→ **Rincian Latihan**: Tolong terjemahkan kalimat "Adapun Nurhadi dan Rezky mengikuti sidang bersama pengacaranya di Gedung KPK lewat telekonferensi." dari berita tentang dakwaan Nurhadi ke dalam bahasa Inggris.

→ **Potongan Dokumen**:
- - -
Nurhadi dan Menantunya Didakwa Terima Suap dan Gratifikasi Rp 83 Miliar
Suap dan gratifikasi yang diduga diterima Nurhadi dan menantunya untuk pengurusan perkara di lingkungan pengadilan tingkat pertama, banding, kasasi, dan peninjauan kembali. Uang suap salah satunya untuk beli lahan sawit.
Oleh
PRAYOGI DWI SULISTYO
·4 menit baca
JAKARTA, KOMPAS — Bekas Sekretaris Mahkamah Agung Nurhadi yang sempat menjadi buronan Komisi Pemberantasan Korupsi didakwa telah menerima suap dan gratifikasi hingga Rp 83 miliar. Uang tersebut diterima Nurhadi bersama dengan menantunya, Rezky Herbiyono, terkait pengurusan perkara di MA.
Jumlah uang yang diterima oleh Nurhadi dan Rezky tersebut melebihi yang sebelumnya disampaikan KPK saat penetapan tersangka pada 16 Desember 2019. Saat itu, KPK mengumumkan bahwa keduanya menerima suap dan gratifikasi senilai Rp 46 miliar terkait dengan pengurusan perkara.
Dakwaan dibacakan Jaksa Penuntut Umum KPK Wawan Yunarwanto dalam sidang perdana di Pengadilan Tindak Pidana Korupsi Jakarta, Kamis (22/10/2020), yang dipimpin Ketua Majelis Hakim Saifudin Zuhri serta dihadiri jaksa dan penasihat hukum terdakwa.
Adapun Nurhadi dan Rezky mengikuti sidang bersama pengacaranya di Gedung KPK lewat telekonferensi.
Jaksa mengatakan, Nurhadi dan Rezky pada 2014 sampai dengan 2016 telah menerima hadiah uang sejumlah Rp 45,726 miliar dari Direktur Utama PT Multicon Indrajaya Terminal (MIT) Hiendra Soenjoto. Adapun Hiendra hingga saat ini masih buron.
”Uang tersebut diduga diberikan Hiendra dalam pengurusan perkara antara PT MIT melawan PT Kawasan Berikat Nusantara (KBN) terkait dengan gugatan perjanjian sewa depo container milik PT KBN,” kata jaksa. Uang tersebut juga diberikan untuk gugatan perdata antara Hiendra melawan Azhar Umar terkait sengketa saham di PT MIT.
- - -
→ **Informasi yang Ditampilkan**:
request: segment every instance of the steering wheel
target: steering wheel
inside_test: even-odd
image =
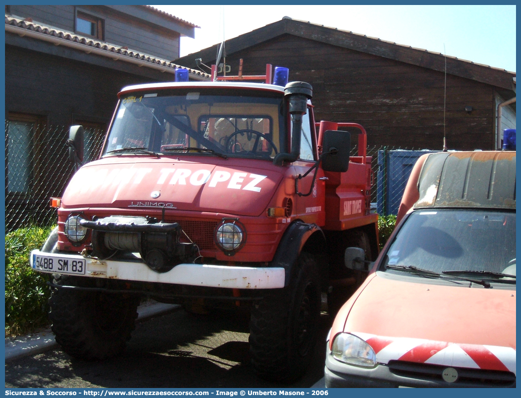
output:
- - -
→ **Penyelesaian Tugas Ini**: Meanwhile, Nurhadi and Rezky attended the hearing together with their lawyers at the KPK Building via teleconference.